Problem description
In the forum thread below about River's training, which dog came over on hearing the come in whistle?

Passage shown
-- start --

# River's 3rd month of Training (9 months old)



## Loisiana (Jul 29, 2009)

Very cute! You've done a lot in a short amount of time.

LOL, when Flip heard the come in whistle he came over


----------



## Packleader (Nov 27, 2007)

That is totally awesome! What a great job you've done in just 3 months.


----------



## Laurie (Sep 20, 2009)

Wow.....very impressive!!!!! He's a beautiful puppy......


----------



## GoldenSail (Dec 30, 2008)

River is a smart boy!


----------



## Lilliam (Apr 28, 2010)

WOW!!!!! Amazing number of behaviours in just three months!!!! Do you do film work?


----------



## musicgirl (Jul 26, 2009)

wow! very impressed! you have a very smart dog


----------



## CarolinaCasey (Jun 1, 2007)

You're doing a wonderful job together. Thanks for sharing!


----------



## Golden River of Dreams (Feb 25, 2010)

-- end --

[Excerpt from a dataset]
-- start --

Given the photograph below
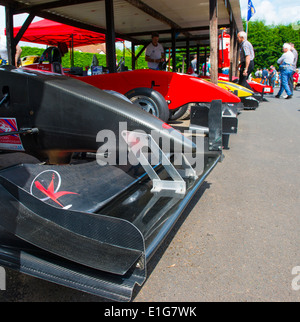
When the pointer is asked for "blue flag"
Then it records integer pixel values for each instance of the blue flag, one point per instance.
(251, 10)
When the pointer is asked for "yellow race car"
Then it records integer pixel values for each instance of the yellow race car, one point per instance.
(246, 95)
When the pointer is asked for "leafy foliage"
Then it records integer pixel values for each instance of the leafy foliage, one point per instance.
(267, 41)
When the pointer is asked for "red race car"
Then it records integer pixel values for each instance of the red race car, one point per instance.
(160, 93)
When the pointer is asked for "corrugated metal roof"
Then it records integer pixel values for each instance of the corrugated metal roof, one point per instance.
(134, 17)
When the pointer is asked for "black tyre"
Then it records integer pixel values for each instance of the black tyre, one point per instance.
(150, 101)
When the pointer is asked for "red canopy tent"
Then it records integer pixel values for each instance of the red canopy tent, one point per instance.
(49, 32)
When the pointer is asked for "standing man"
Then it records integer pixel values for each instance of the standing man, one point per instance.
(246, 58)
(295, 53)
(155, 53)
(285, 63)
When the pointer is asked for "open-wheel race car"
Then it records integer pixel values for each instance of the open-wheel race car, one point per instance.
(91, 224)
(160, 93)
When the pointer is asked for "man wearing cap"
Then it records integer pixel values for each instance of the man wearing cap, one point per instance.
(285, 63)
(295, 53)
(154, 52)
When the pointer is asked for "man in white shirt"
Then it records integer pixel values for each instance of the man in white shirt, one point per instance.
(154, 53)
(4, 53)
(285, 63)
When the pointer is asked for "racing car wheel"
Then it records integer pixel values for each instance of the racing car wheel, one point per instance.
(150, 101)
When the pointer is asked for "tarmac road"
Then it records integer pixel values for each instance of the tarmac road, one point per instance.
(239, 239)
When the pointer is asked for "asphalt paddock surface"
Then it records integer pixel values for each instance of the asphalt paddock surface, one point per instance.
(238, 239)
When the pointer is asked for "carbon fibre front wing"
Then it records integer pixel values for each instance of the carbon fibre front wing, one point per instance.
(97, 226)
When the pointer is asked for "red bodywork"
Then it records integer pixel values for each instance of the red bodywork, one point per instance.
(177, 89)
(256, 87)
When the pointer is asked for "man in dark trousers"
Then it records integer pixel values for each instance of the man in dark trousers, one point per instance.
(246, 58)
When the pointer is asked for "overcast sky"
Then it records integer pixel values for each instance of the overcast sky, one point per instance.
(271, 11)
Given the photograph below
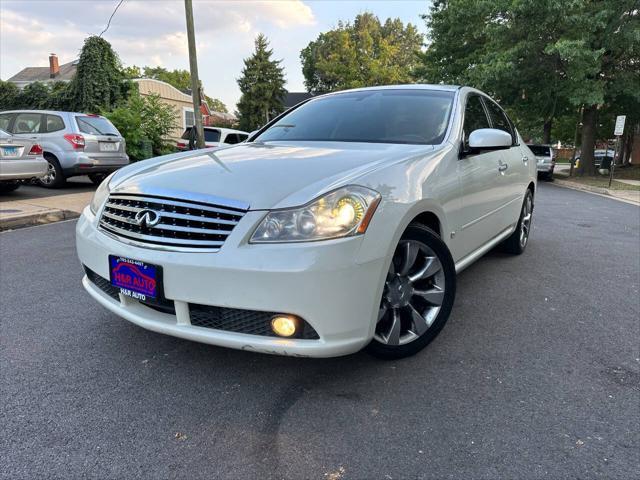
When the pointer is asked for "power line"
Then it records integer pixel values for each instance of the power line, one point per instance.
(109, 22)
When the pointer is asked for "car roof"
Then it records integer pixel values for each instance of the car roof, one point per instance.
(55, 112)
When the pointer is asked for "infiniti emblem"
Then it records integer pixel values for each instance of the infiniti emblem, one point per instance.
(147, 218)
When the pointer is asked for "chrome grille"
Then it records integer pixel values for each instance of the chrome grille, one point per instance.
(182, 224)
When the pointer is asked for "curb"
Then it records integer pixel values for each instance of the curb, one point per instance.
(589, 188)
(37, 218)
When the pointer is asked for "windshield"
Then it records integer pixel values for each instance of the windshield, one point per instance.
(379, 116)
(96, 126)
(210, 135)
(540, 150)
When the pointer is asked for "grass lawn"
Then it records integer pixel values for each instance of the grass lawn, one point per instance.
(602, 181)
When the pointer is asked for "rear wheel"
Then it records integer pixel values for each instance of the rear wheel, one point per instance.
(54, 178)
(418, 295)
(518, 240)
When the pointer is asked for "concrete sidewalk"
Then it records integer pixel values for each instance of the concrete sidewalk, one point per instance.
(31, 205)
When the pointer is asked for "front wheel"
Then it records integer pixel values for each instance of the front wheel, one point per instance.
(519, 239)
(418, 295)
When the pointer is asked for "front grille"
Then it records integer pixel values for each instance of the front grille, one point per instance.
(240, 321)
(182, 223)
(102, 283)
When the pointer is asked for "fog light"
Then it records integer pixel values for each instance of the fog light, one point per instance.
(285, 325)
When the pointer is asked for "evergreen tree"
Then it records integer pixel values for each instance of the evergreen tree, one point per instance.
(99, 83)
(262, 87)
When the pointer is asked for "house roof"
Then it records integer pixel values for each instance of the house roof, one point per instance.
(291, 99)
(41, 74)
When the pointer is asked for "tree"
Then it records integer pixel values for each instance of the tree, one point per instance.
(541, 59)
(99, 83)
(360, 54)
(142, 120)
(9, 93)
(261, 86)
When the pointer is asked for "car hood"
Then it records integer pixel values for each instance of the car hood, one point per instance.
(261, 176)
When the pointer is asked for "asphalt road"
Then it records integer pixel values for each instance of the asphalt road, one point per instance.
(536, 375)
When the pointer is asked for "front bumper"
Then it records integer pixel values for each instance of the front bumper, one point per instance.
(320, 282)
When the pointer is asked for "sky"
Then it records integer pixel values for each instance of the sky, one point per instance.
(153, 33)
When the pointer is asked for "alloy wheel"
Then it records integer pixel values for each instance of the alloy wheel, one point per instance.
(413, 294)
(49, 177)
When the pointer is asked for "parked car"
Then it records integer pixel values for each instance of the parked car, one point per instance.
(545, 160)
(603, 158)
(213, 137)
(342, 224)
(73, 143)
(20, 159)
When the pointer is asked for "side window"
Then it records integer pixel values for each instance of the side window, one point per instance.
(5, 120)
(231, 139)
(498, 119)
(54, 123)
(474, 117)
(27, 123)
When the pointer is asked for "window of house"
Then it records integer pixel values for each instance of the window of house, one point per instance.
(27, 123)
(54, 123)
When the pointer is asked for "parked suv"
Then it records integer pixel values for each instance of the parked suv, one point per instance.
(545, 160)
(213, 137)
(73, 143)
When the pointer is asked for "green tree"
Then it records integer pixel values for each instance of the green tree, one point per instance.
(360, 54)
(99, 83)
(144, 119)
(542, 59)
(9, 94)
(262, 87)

-- end --

Completed exercise
Flip